• Task to complete: Pick out every line of the material below that contains the word "Kindly". Case counts.

• Provided data:
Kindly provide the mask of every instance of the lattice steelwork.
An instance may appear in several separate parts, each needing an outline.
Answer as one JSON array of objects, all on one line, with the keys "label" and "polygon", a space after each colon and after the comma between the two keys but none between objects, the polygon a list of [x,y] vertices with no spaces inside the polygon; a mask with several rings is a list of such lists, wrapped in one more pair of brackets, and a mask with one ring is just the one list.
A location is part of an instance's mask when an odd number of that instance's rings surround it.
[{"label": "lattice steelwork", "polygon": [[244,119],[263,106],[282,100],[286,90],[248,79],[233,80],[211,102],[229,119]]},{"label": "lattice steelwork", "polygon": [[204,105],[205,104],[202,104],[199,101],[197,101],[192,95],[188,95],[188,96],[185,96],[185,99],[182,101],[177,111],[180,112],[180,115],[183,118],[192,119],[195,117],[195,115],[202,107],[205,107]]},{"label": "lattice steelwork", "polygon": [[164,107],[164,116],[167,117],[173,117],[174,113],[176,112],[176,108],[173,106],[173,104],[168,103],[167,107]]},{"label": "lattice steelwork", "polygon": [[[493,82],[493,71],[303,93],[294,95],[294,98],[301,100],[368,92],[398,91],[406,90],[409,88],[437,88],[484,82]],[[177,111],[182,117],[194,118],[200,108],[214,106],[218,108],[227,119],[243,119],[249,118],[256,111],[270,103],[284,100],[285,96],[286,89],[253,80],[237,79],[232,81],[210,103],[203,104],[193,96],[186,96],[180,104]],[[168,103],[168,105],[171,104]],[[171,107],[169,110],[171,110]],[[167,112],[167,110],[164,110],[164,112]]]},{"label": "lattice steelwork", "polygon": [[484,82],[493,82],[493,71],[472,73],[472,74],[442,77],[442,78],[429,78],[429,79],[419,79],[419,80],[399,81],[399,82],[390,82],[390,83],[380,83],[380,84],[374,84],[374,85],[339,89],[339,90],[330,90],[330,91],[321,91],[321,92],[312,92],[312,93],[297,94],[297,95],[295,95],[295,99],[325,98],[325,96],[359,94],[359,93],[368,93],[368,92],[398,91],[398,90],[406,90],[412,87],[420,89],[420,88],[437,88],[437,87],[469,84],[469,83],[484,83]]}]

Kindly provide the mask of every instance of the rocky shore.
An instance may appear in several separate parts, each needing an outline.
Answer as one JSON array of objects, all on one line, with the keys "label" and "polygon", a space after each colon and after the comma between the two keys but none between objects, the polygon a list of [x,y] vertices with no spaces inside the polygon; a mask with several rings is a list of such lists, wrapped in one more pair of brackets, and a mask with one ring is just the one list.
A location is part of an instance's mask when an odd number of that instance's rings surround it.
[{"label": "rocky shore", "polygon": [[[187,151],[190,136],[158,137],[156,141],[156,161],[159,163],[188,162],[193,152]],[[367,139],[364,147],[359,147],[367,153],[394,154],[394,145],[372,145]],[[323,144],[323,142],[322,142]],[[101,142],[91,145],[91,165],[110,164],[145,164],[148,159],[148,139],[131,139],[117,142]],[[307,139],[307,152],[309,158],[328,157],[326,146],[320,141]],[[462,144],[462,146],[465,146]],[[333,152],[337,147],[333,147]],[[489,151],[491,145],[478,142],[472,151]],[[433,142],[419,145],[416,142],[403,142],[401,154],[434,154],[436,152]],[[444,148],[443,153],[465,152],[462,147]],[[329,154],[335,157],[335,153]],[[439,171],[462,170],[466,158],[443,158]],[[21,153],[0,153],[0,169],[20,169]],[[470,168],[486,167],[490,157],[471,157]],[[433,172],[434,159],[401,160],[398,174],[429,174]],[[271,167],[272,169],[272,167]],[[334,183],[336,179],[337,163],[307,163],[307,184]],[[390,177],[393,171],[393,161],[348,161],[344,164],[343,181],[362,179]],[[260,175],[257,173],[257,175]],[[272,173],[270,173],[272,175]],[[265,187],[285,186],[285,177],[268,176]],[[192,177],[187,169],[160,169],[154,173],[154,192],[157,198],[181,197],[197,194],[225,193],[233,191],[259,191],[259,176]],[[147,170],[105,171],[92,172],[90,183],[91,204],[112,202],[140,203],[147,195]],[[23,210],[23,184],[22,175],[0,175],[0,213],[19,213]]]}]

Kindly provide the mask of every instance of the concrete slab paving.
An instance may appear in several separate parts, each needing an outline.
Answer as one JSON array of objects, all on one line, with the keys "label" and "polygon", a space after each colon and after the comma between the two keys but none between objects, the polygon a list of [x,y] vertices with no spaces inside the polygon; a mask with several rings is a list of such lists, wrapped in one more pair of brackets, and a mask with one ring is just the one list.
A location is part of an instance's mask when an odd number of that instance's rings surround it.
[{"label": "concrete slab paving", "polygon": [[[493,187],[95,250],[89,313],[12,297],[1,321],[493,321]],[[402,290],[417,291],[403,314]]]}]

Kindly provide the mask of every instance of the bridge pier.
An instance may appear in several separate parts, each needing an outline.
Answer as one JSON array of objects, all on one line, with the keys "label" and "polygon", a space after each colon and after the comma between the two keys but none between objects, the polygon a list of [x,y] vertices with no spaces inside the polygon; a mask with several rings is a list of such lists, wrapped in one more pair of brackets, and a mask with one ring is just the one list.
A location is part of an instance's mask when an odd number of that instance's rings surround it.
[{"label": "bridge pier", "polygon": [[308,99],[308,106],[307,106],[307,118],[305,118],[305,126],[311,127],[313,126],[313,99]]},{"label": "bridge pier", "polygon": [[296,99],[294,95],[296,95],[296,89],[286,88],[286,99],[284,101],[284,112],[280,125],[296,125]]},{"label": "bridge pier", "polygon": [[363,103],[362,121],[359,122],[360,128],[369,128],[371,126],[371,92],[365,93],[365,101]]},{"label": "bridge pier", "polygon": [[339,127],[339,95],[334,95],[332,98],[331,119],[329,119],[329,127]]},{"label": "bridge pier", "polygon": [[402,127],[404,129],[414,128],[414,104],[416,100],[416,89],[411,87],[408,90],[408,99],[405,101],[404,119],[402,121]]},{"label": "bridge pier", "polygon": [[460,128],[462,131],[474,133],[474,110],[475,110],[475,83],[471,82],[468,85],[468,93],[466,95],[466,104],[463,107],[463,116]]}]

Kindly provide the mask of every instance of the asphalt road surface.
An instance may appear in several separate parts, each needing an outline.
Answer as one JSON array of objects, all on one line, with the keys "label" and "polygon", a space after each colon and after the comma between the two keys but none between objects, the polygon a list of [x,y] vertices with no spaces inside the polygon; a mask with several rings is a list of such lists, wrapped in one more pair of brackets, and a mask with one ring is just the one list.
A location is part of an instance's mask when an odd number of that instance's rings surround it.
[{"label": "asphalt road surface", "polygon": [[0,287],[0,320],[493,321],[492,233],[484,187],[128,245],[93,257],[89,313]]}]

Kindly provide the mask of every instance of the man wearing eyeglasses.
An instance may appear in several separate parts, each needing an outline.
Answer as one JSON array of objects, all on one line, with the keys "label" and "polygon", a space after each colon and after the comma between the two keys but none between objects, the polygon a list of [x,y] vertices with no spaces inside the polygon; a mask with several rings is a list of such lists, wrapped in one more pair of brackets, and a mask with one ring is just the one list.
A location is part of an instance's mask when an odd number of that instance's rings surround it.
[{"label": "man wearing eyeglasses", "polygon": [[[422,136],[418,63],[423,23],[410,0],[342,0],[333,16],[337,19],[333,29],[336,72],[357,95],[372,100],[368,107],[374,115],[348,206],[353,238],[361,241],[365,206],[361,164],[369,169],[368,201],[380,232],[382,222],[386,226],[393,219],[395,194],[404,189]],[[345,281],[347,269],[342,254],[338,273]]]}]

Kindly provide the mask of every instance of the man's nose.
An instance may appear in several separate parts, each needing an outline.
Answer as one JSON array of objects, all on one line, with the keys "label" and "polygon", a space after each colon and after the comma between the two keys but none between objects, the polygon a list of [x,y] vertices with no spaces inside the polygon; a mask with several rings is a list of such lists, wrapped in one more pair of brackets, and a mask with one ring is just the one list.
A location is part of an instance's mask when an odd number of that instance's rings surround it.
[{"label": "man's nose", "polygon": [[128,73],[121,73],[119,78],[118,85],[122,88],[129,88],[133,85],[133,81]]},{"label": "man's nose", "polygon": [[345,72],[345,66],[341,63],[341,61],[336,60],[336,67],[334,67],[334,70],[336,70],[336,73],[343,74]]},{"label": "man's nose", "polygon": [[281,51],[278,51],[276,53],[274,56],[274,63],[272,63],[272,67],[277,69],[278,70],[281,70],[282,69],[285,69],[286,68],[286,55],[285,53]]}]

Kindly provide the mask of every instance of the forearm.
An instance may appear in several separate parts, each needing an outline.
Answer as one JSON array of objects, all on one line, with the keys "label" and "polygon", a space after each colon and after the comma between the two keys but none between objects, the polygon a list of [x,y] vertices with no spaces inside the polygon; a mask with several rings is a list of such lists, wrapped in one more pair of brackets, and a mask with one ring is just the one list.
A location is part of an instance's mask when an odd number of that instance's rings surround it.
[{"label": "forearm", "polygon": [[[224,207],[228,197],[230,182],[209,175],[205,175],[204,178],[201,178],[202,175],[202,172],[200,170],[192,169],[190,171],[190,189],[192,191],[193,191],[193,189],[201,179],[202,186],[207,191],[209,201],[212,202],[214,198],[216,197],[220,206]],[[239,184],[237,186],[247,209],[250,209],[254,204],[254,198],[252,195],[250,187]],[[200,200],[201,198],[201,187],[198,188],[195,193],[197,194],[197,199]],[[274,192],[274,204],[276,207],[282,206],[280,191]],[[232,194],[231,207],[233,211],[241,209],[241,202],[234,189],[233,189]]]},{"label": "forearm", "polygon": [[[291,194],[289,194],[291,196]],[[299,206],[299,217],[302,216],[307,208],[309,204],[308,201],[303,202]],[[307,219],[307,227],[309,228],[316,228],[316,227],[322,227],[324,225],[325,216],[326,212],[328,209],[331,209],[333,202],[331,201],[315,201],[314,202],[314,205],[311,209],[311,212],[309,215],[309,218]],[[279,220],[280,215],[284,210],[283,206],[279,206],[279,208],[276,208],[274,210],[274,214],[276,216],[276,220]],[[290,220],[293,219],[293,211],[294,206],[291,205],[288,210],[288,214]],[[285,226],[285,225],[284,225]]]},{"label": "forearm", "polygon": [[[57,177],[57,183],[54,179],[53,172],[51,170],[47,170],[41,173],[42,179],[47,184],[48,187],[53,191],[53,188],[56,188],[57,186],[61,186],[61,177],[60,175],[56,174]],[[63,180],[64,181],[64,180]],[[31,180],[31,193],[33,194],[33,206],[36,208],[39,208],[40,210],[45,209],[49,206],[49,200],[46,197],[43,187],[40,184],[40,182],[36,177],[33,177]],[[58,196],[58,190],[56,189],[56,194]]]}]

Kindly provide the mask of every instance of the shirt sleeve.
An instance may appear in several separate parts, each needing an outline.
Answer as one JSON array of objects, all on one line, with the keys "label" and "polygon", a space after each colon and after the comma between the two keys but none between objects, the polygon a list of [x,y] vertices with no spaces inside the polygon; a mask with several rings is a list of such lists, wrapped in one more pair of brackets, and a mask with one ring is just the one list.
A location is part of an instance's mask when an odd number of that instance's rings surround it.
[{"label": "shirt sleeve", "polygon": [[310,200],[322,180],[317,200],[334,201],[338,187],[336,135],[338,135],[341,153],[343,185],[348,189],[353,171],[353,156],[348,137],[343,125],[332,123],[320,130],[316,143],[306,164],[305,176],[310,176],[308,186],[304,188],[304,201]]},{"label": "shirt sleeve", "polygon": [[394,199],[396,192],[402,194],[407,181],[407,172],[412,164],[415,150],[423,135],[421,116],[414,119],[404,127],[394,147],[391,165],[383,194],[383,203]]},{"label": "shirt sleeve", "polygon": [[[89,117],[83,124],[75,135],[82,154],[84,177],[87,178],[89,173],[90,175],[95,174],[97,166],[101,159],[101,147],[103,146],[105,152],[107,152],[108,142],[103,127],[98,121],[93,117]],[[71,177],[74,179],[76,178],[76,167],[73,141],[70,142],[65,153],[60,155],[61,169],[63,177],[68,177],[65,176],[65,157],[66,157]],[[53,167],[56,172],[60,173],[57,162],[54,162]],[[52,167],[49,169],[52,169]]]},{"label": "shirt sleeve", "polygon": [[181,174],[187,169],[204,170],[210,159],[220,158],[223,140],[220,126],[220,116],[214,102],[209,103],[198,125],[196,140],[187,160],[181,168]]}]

• Written solution:
Kindly provide the mask of every instance of the lattice steelwork.
Kindly provide the mask of every instance of the rocky shore.
Kindly provide the mask of every instance of the concrete slab paving.
Kindly provide the mask of every instance of the bridge pier.
Kindly provide the mask of every instance of the asphalt road surface.
Kindly provide the mask of every instance of the man wearing eyeglasses.
Kindly provide the mask of every instance of the man's nose.
Kindly provide the mask of every instance of the forearm.
Kindly provide the mask of every instance of the shirt sleeve.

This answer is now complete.